• **Questions**
**1)** Please repeat everything in the post on abortion rhetoric below, from "Clancy’s done far" down to "needs a Lakoff.)".
**2)** For each statement, answer yes or no according to the post on abortion rhetoric and quote the words that decide it. (a) The writer is taking part in the discussion at CultureCat. (b) The writer agrees that the pro-life movement needs a Lakoff. (c) The writer states that abortion is currently illegal.

───── Source text

There’s an discussion going on over at CultureCat, where Clancy has responded to Ayelet Waldman’s essay that both Lauren and I quoted from. I’d be participating if I weren’t up against a deadline.

Clancy’s done far more work with pro-choice and feminist rhetoric than I have, and she makes a solid point in saying that using real body terms such as "kill" and "child" reinforce the pro-life stance. (And she's also right in pointing out that the pro-life movement desperately needs a Lakoff.)

How rhetorically effective is it to say, "yes, it's killing (in some cases), but I should have the legal right to do it because I'm acting on my values and my personal truth"? I can already hear chilling, flippant responses from some who lack sympathy for the position, along the lines of the "who among the unwanted will be the next to be declared disposable" line of thinking Kissling cites, only far less sincere: "So I can kill gays and lesbians because to do so is to act on my values? Yay!" And exactly how will such a shades-of-grey pro-choice rhetoric be more "relevant to the contemporary world"?
I won’t argue with that, since it’s exactly what would happen. But my question is: How is that any different from what’s being said now anyway by pro-choice advocates? Has the rhetorical tack that we’ve been taking - removing body language, "terminating" "clusters of cells" - worked? (I’ll leave the issue of honoring women’s truths out of this, because the main pragmatic concern here is keeping abortion legal.) I’m not sure. Abortion is legal now, but more people are dying every day to keep it that way and our rights are steadily being eroded.

──────────
───── Information provided

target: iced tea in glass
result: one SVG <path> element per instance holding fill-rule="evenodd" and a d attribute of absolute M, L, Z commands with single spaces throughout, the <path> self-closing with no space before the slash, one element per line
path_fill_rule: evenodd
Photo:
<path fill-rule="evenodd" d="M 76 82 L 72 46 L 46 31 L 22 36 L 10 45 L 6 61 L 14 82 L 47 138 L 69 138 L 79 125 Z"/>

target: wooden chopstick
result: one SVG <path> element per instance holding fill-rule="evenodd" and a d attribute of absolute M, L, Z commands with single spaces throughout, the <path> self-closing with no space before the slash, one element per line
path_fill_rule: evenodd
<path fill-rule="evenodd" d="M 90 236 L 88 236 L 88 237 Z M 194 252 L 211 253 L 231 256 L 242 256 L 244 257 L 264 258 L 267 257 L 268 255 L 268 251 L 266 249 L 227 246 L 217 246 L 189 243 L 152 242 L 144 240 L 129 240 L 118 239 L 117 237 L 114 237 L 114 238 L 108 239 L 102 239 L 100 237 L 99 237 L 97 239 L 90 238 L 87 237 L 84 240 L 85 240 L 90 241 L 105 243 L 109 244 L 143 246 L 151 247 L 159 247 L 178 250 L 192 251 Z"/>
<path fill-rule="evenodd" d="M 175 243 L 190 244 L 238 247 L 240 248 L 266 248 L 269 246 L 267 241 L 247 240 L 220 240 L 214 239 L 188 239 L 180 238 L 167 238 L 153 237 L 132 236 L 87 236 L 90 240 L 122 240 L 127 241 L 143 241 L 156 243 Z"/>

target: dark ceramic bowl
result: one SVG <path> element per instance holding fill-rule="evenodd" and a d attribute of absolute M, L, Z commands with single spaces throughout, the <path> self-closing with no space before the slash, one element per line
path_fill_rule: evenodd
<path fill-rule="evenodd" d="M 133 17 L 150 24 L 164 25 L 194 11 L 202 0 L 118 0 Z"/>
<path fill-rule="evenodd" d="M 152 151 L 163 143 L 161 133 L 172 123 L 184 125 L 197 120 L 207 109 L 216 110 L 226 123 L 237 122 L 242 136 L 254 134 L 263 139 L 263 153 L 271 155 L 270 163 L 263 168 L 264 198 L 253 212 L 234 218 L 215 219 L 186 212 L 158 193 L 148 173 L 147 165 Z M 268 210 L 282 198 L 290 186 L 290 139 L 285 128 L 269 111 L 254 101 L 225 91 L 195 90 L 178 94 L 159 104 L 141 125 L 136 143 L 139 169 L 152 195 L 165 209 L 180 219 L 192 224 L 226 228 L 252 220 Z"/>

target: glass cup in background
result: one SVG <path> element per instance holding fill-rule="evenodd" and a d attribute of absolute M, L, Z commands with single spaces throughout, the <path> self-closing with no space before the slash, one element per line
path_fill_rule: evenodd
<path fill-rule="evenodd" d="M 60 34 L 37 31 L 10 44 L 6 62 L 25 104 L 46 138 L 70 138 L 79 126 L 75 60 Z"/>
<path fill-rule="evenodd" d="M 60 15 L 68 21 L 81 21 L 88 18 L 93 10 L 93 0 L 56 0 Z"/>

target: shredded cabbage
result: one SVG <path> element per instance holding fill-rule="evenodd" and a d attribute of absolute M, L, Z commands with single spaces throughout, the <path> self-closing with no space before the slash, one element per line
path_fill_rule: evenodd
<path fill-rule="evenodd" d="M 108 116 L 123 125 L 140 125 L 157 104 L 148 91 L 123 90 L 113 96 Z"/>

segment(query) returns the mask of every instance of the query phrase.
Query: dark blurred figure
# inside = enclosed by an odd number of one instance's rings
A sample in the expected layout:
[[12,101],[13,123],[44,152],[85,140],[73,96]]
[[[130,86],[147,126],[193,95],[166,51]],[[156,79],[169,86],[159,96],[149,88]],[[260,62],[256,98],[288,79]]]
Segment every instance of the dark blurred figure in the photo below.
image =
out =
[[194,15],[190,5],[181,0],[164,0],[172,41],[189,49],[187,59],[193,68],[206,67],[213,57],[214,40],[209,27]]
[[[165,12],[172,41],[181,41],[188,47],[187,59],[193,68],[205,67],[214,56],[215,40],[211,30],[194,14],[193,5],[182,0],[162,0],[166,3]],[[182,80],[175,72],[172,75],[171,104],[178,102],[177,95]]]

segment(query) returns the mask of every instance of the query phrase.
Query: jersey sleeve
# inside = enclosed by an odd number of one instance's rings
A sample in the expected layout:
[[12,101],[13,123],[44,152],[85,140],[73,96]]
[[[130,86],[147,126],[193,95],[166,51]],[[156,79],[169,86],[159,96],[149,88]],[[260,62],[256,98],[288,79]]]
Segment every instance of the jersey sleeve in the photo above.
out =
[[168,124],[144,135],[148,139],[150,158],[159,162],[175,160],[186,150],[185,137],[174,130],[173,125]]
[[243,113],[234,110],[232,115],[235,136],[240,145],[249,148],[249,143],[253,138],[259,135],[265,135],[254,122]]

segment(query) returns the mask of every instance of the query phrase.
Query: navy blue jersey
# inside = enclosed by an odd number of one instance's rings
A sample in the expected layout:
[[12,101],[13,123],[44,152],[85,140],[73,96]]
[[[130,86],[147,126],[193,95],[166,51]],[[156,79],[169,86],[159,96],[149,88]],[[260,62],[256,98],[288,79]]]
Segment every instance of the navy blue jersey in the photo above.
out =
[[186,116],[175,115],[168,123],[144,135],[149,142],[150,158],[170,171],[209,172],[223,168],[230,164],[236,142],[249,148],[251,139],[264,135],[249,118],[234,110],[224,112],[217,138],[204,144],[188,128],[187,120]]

──────────

• **Answers for each item**
**1)**
Clancy’s done far more work with pro-choice and feminist rhetoric than I have, and she makes a solid point in saying that using real body terms such as "kill" and "child" reinforce the pro-life stance. (And she's also right in pointing out that the pro-life movement desperately needs a Lakoff.)

**2)**
(a) No: "I’d be participating if I weren’t up against a deadline."
(b) Yes: "she's also right in pointing out that the pro-life movement desperately needs a Lakoff."
(c) No: "Abortion is legal now"